**TEXT TO READ:**
Judge Doom is a interesting character, I think he might have been a extra character or minor character that did roles that wasn't the main characters. Sort of like a every man. Maybe the studio needed someone to play a cop, or ambulance actor, maybe a random robber, a studio director, detective, exterminator, a judge... Doom likely saw his career assuming he had one as a dead end or he got shafted from money or similar, and or maybe the method acting he had to do went to his head and suffered a mental breakdown and personality disorder. There are hints that early toons were suffering. Betty Boop was a cocktail waitress in the film due to lack of work, for example, Jessica Rabbit was a pinup that found a successful husband and likely she was created for the late 30s or early 40s her roles done as toons resorted to more child friendly films after the war. hmm. Its also possible Doom might have been a out of work actor that did cartoon work in the 30s and 40s leading up to the war.
Maybe Pistol Packin’ Possum was von Dooms attempt at changing his persona to the protagonist since he played so many villains. When the show didn’t make Maroon money, he fired Von Doom and that’s what made him try to destroy Toon Town. Like the jealous girlfriend/boyfriend, “if I can’t be a beloved character then no one can.” Disappointed I just found your channel though. Subbing now.
It's been a long time since I've seen Roger rabbit, and I've only realized I never knew the identity of judge doom till this video ended up in my recommended. Good work, you've left me with something to ponder about.
Great video, this was very interesting stuff. I always wondered who he was myself since a child, and the mystery continues as far as I'm concerned. Like you said, the fun is in the mystery! Like the old saying goes "It's the journey, not the destination". Great job on this, I've subscribed! 💕
There's a lot of compelling evidence for Pistol Packing Possum, but his eyes are most certainly not red like Doom's. The close-up at 3:09 clearly shows light brown eyes. Still a possibility though.
I've always interpreted the yellow pool around his remains to just be dip™️. But now that you mention it it's much more opaque and yellow. It could just be some continuity error, but I agree that it probably is his melted body. It could be tinted by dip, but the yellow hand suggests not. Depending on what pigments and mixes used, colors can change in drastic and surprising ways when dissolved
I didn't know I needed to think about this, but now I am. You monster. Thanks for the video, I always loved WFRR and any excuse to go back and watch it again is welcome! :)
well it does make sense that doom's original form would be more human-like since it would make it far easier for him to disguise himself as a human. plus there are plenty of human-like toons.

**RECORDS:**
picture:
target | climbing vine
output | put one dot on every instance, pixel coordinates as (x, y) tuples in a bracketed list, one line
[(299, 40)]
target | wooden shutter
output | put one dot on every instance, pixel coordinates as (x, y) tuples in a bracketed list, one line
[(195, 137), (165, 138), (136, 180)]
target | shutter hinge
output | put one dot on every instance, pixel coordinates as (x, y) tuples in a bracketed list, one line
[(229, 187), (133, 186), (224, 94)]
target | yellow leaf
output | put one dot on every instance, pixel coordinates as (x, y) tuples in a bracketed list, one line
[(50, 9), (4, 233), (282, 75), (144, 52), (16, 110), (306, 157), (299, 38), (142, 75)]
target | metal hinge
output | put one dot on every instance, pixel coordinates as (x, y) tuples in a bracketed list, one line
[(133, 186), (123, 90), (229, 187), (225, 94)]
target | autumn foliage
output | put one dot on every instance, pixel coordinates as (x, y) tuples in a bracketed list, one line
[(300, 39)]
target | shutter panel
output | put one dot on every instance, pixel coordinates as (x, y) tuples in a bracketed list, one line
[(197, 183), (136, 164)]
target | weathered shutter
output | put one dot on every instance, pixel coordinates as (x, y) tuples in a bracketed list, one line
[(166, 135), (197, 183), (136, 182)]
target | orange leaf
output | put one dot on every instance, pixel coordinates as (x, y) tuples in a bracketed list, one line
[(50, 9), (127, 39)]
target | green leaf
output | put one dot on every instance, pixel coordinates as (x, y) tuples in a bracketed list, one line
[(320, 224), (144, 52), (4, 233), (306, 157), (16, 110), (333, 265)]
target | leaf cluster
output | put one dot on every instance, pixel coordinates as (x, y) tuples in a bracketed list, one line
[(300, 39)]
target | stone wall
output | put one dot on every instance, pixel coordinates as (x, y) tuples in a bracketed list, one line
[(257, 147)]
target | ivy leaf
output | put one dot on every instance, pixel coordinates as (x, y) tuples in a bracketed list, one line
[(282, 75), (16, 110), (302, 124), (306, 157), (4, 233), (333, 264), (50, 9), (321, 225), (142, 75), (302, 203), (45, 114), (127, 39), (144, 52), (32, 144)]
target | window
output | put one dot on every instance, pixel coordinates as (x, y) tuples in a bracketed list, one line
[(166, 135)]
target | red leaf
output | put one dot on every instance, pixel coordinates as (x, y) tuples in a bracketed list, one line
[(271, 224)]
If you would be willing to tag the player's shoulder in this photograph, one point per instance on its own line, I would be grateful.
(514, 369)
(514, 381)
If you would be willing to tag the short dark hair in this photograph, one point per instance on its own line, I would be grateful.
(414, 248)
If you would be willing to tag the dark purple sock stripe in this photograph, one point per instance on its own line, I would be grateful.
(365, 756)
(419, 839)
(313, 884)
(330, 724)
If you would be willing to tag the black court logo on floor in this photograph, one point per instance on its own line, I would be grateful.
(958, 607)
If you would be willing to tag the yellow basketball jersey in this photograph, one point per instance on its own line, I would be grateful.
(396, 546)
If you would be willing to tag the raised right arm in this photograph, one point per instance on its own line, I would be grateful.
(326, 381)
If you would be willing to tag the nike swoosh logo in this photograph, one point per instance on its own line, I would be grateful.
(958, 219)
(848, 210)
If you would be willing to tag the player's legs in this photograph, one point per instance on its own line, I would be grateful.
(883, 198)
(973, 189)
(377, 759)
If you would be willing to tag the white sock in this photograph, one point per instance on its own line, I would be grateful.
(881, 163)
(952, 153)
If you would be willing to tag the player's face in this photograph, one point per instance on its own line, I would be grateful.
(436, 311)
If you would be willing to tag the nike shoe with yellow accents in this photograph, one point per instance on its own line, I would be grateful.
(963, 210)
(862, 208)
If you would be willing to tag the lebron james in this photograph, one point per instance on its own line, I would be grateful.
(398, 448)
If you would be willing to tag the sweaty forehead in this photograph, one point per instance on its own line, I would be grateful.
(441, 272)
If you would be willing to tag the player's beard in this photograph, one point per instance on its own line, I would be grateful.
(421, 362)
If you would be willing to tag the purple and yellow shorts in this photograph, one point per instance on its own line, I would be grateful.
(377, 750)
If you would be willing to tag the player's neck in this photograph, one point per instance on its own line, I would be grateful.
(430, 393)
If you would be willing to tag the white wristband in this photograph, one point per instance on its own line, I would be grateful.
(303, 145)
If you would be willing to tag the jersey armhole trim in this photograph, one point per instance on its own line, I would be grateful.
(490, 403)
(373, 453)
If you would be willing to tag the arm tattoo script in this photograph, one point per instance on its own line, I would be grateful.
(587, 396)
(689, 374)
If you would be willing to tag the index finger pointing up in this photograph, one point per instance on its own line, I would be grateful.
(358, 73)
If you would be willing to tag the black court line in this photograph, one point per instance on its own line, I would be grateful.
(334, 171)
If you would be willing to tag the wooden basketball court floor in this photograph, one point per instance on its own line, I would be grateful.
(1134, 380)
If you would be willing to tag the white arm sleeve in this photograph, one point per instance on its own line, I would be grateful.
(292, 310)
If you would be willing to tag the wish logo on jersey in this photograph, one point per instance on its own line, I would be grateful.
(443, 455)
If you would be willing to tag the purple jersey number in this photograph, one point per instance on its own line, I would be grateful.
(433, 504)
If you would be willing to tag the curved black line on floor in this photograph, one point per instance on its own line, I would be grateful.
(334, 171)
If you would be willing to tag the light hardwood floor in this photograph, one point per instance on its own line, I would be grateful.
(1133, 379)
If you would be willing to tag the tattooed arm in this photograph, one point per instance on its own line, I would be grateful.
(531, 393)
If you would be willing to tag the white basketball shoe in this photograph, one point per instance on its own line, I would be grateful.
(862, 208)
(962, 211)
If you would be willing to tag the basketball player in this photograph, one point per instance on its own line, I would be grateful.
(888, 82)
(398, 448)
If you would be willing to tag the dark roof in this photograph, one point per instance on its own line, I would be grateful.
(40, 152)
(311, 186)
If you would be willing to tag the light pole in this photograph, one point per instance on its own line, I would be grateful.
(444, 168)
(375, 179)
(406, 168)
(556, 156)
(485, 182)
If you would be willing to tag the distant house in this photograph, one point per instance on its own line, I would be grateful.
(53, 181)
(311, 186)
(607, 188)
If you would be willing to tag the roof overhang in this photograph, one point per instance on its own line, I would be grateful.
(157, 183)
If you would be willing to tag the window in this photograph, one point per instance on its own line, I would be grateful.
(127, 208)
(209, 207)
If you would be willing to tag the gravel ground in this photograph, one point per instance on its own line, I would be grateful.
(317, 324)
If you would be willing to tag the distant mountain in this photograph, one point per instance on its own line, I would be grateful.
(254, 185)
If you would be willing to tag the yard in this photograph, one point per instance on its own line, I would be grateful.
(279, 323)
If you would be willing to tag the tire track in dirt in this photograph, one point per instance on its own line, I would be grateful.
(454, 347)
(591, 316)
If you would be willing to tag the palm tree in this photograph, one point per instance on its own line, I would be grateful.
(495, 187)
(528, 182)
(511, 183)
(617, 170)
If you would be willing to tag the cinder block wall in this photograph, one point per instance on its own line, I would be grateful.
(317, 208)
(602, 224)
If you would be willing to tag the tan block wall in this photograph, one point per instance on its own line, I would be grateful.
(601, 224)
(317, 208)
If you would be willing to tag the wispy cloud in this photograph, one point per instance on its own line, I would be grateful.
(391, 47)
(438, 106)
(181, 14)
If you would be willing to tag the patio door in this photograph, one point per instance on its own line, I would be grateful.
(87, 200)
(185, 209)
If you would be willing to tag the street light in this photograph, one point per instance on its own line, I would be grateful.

**DIRECTIONS:**
(A) In the Judge Doom comments, what color are Pistol Packing Possum's eyes in the close-up at 3:09?
(B) Carry on the Judge Doom comments from the point where they stop.
The records above are separate from the Judge Doom comments.

**RESPONSES TO THE TASKS:**
(A) Light brown.

(B)
Maybe he originates from one of those gags where the camera pulls back and you see a cartoonified version of the animator, drawing the cartoon. That's why he looks human, and since it's just a one-off gag, so he was abandoned after that without a job and turned to crime to survive. It would explain why he looks down on other toons, since he is a representation of a human who manipulates toons for his own profit and amusement.
I agree with you. Some things are best left unknown. That's like, did you ever see Dr. Claw from Inspector Gadget? Not in the cartoon, no, but there was an action figure! And it's as disappointing as one might expect, maybe more so.
I have never seen this movie nor any videos from this channel but man oh man, one heck of a video 👏🏽👏🏽👏🏽👏🏽👏🏽 This is the kind of content we need 🙌🏼🙌🏼🙌🏼
Looking at cartoon characters that could fit the bill for Judge Doom, there is one that I found that is real interesting, but despite being old, might not be old enough for the setting. The very first version of PacMan. That version was an odd yellow dude with feet, no arms, and very red eyes. With the shapeshifting aspect of Doom's arms, it is reasonable that he might have the ability to retract them completely. It might even give him reason, if he was created to sell the games, only to be rejected immediately for a "better" version Again, it is basically impossible, but very interesting
I think even knowing he's someone named baron von rotten doesn't take away too much of the mystery. After all, he is a toon known for playing different characters and after his accident changed him, who knows what the person he was like before. Maybe that's why he would stay in character so often, because he doesn't really know who he is anymore?
I don’t believe the hand is shape shifting rather he’s using an acme product. I don’t consider the comic canon at all as it was written after and not by the movie writer so they never took their intentions properly. Also Baron vonRotten does not appear or get referenced in the movie and it’s bad writing to make it someone you never see or hear about during the mystery. The other thing is all the characters of real consequence are original characters, all the existing characters are cameos with not a huge affect on the plot so he’s not likely an existing character so Pistol Packin’ Pete is the only real choice (Baby Herman is in that final scene right?)
If it was just a prop, then Eddie's line about the paint left behind matching the paint from Acme's murder (which was used to frame Roger, given his color scheme) wouldn't make sense. It would just tie the paint back to the acme factory and not solve that case as the film was insinuating.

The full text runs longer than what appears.